- **Requirements**
Output the data exactly, with every line intact.

(Pointing and labeling entries)
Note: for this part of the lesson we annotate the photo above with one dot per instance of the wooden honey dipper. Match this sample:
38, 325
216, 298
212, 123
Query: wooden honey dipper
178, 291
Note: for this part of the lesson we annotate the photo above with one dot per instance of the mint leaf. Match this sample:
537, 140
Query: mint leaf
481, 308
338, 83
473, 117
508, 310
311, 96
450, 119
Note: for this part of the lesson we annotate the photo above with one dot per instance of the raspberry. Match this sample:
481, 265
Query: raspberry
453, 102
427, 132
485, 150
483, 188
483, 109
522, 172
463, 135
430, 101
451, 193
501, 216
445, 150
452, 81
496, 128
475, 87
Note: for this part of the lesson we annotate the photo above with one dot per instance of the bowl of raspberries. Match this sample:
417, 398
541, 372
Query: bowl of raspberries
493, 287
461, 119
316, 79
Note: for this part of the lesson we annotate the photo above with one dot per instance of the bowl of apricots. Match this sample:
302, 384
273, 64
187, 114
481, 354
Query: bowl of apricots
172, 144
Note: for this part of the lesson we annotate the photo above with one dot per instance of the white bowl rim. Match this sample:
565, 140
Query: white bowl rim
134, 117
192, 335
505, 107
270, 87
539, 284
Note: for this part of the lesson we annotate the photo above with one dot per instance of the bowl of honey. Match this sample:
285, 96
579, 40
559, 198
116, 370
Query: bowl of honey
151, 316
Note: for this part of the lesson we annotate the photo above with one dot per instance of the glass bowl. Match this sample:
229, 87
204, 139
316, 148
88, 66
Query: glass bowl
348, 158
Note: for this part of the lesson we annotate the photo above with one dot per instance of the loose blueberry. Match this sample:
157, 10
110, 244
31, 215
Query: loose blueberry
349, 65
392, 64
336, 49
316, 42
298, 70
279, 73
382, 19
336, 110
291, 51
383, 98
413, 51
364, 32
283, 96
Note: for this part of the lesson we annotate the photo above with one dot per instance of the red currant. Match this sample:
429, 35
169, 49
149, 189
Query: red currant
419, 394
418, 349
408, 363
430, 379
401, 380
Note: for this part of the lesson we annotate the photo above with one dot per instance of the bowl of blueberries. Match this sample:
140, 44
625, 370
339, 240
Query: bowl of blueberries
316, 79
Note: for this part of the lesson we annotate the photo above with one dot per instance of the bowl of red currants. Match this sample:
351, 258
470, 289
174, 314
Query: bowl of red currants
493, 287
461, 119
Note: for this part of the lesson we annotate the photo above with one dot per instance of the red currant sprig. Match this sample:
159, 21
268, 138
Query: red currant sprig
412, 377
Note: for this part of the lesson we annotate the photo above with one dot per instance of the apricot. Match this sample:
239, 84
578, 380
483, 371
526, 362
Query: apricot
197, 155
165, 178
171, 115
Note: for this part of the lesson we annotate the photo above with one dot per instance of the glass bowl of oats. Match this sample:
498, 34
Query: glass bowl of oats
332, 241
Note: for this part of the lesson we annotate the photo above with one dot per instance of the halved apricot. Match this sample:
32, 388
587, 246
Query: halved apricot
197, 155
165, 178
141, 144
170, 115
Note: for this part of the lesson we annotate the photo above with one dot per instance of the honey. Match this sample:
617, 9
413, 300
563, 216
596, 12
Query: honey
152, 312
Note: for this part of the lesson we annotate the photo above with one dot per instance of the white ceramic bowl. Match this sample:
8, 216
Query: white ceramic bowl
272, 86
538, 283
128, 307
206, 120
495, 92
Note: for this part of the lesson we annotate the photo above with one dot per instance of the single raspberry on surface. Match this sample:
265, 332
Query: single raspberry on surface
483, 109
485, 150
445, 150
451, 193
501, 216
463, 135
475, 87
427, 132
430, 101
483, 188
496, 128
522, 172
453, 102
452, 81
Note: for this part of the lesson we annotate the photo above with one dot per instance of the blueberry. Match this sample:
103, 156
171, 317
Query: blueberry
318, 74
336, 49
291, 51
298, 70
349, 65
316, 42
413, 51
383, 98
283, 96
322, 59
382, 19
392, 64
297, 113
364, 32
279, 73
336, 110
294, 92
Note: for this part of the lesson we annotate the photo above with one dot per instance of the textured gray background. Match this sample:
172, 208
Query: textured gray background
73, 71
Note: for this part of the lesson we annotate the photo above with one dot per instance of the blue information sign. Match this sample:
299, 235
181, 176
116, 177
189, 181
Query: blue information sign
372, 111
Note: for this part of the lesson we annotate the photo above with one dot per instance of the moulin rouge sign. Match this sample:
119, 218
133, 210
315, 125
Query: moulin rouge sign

- **Answer for this exercise**
Note: for this part of the lesson we annotate the photo above with one dot per instance of the wooden honey dipper. Match this sample:
38, 325
216, 298
212, 123
Query: wooden honey dipper
178, 291
Note: for this part of the lesson we annotate the photo above with one dot per instance of the mint leaf. Match this sample:
537, 140
Query: mint leaf
481, 308
338, 83
473, 117
508, 310
311, 96
450, 119
Note: for this part of the lesson we annotate the photo above with one dot per instance of the raspberry. Match this sample:
481, 265
Query: raspberry
453, 102
427, 132
485, 150
483, 188
483, 109
522, 172
463, 135
430, 101
451, 193
501, 216
445, 150
452, 81
496, 128
475, 87
Note: for this part of the lesson we annotate the photo above with one dot per instance of the bowl of raspberries. Match this sample:
417, 398
541, 372
Query: bowl of raspberries
493, 287
461, 119
316, 79
Note: for this part of the lesson we annotate the photo above with one dot per instance of the bowl of apricots. Match this sample:
302, 384
273, 64
187, 114
481, 354
Query: bowl of apricots
172, 144
Note: for this part of the lesson we annotate the photo above with one dot per instance of the white bowl rim. Match this sample:
565, 140
Query: white bowl rim
134, 117
192, 335
505, 107
270, 87
539, 284
Note: for this part of the lesson we annotate the photo above with one dot per instance of the bowl of honey. Match this sample:
285, 96
579, 40
559, 198
116, 370
Query: bowl of honey
151, 316
Note: for this part of the lesson we annotate the photo above with one dot per instance of the glass bowl. Match this sample:
229, 87
204, 139
316, 148
88, 66
Query: glass bowl
348, 158
Note: for this part of the lesson we annotate the photo above with one dot per instance of the loose blueberry. Match this sample:
157, 10
110, 244
31, 215
Query: loose blueberry
349, 65
392, 64
336, 49
316, 42
298, 70
279, 73
382, 19
336, 110
291, 51
383, 98
413, 51
364, 32
283, 96
Note: for this part of the lesson we annotate the photo above with one dot per instance of the red currant. Match this sample:
429, 35
169, 49
149, 189
Query: red currant
419, 394
418, 349
408, 363
430, 379
401, 380
Note: for this part of the lesson we annotate the photo above with one dot per instance of the bowl of blueberries. Match this sample:
140, 44
625, 370
339, 240
Query: bowl of blueberries
316, 79
Note: for this part of the lesson we annotate the photo above with one dot per instance of the bowl of red currants. Match this sample:
351, 258
470, 289
174, 314
Query: bowl of red currants
493, 287
461, 119
Note: for this part of the lesson we annotate the photo above with one dot per instance of the red currant sprig. Match this sample:
159, 21
268, 138
Query: red currant sprig
412, 377
Note: for this part of the lesson we annotate the photo above with one dot per instance of the apricot. Match this sample:
239, 84
578, 380
483, 371
526, 362
Query: apricot
197, 155
165, 178
171, 115
Note: for this part of the lesson we annotate the photo above with one dot per instance of the glass bowl of oats. Match this sample:
498, 34
Query: glass bowl of oats
332, 241
Note: for this part of the lesson we annotate the photo above with one dot per instance of the halved apricot. Match this sample:
32, 388
587, 246
Query: halved apricot
197, 155
165, 178
141, 144
170, 115
Note: for this part of the lesson we annotate the photo above with one dot per instance of the honey. Match this sample:
617, 9
413, 300
563, 216
596, 12
Query: honey
152, 312
Note: for this part of the lesson we annotate the photo above with one dot per instance of the white ceramic bowl. Match this sample:
8, 216
Query: white ceramic bowl
272, 86
538, 283
128, 307
206, 120
495, 92
Note: for this part of the lesson we annotate the photo above with one dot per instance of the single raspberry on surface. Match this sample:
265, 332
Query: single raspberry on surface
483, 109
485, 150
445, 150
451, 193
501, 216
463, 135
475, 87
427, 132
430, 101
483, 188
496, 128
522, 172
453, 102
452, 81
Note: for this part of the lesson we annotate the photo above with one dot per instance of the blueberry. Match this sample:
103, 156
171, 317
Query: blueberry
318, 74
336, 49
291, 51
298, 70
349, 65
316, 42
413, 51
383, 98
283, 96
322, 59
382, 19
392, 64
297, 113
364, 32
279, 73
336, 110
294, 92
Note: for this part of the lesson we annotate the photo above with one dot per instance of the textured gray background. Match this sample:
172, 208
Query: textured gray background
73, 71
Note: for this part of the lesson we annotate the photo above with one dot per instance of the blue information sign. Match this sample:
299, 235
181, 176
116, 177
189, 181
Query: blue information sign
372, 111
Note: for this part of the lesson we annotate the photo above with one dot per instance of the moulin rouge sign. Match this sample:
119, 218
133, 210
315, 125
Query: moulin rouge sign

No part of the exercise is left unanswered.